_Brief 1_. Pick out and copy every line of the records that contains the string "fits".

Soon after that, I got sucked into the maelstrom of UG teaching. I was a carefree bachelor then, living in a raucous ‘bachelor faculty hostel’ (Visvesvarayya Niwas), smoking like a chimney, and practically living in the Library, till the night-duty attendants threw me out. Then I would go to my room and read till 2 A.M.
SDM once told me that there was a conviction in Calcutta intellectual circles that no creative work like Theoretical Physics could be done without smoking. Then he would stare at me with a naughty smile, even though I used to give a good 15 minute gap between smoking and entering his room. The wretched stink tells! I can’t stand it nowadays! He told me that he himself graduated from cigarettes to cigars and then on to pipes. I didn’t ask him why he left it, but I know now. Any addiction, as Oliver Wendell Holmes puts it, is less of a ‘sin’ and more of a ‘punishment’. It kills one’s freedom.
So, I had no time, nor inclination to do a Ph.D. This was because many of my senior colleagues used to invite me to work under them, with an ulterior motive, viz. research scholars can run away, but junior faculty can’t. That was why I had to hide in the Library. Neither them nor their problems interested me.
Prof. H.N. Bose was watching me ‘waste’ all my time. He had a soft corner for me (his daughter was in my Electrodynamics class). One day he summoned me and ordered me to go to SDM and join him in his work. I asked him whether SDM does experiments or theory (such was my isolation, although both SDM and me were five years old in the Dept, he as a senior Professor and me as a junior faculty). HNB replied that SDM does wonderful theory, analytical not numerical. That came as a plea for me to escape. I tried to excuse myself saying that my math was weak. HNB thundered that SDM would teach me all the math I needed. I was squirming, but ‘orders were orders’; from a well-wisher HoD.
I then peeped into SDM’s room. And I found a burly man sitting with his feet up and staring at the clean blackboard in front of him, unaware of my entry. After a couple of minutes I gently coughed and he came out of his trance and looked at me. He asked if I was the one who was sent by HNB. I said ‘yes’. He offered me a chair. He then asked me what my ‘achievements’ were. (This seemed to be a routine opening gambit those days). I was blushing and told him I came first in the Andhra University in the MPCE (E for English) group of Pre-University exam. He got curious and asked how many students took that exam. I told him about 2500. He gave a broad (and relieved) smile and mentioned that he himself came first in about a LAKH of students in the Calcatta University Matriculation Exam (Dhaka was included in Cal Univ those pre-partition days). I didn’t know what to say. But there was no need to say it.

_Records to use_.
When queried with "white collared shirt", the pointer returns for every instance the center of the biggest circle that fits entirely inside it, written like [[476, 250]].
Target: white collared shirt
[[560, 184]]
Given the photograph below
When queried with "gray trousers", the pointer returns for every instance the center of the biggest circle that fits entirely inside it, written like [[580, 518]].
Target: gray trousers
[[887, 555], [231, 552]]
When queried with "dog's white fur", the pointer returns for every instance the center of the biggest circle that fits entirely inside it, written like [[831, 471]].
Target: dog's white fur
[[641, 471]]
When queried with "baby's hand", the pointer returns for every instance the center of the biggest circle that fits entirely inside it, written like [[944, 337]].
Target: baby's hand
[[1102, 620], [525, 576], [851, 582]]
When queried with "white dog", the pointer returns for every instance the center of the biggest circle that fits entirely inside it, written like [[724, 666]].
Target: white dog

_Brief 2_. List every form of tobacco that the memoir passage above says SDM smoked.

_Final result 1_.
When queried with "white collared shirt", the pointer returns for every instance the center of the biggest circle that fits entirely inside it, written like [[476, 250]].
When queried with "gray trousers", the pointer returns for every instance the center of the biggest circle that fits entirely inside it, written like [[580, 518]].
When queried with "dog's white fur", the pointer returns for every instance the center of the biggest circle that fits entirely inside it, written like [[831, 471]].
When queried with "baby's hand", the pointer returns for every instance the center of the biggest circle that fits entirely inside it, written like [[944, 337]].
When queried with "white dog", the pointer returns for every instance the center of the biggest circle that fits entirely inside it, written like [[724, 666]].

_Final result 2_. Cigarettes, cigars, pipes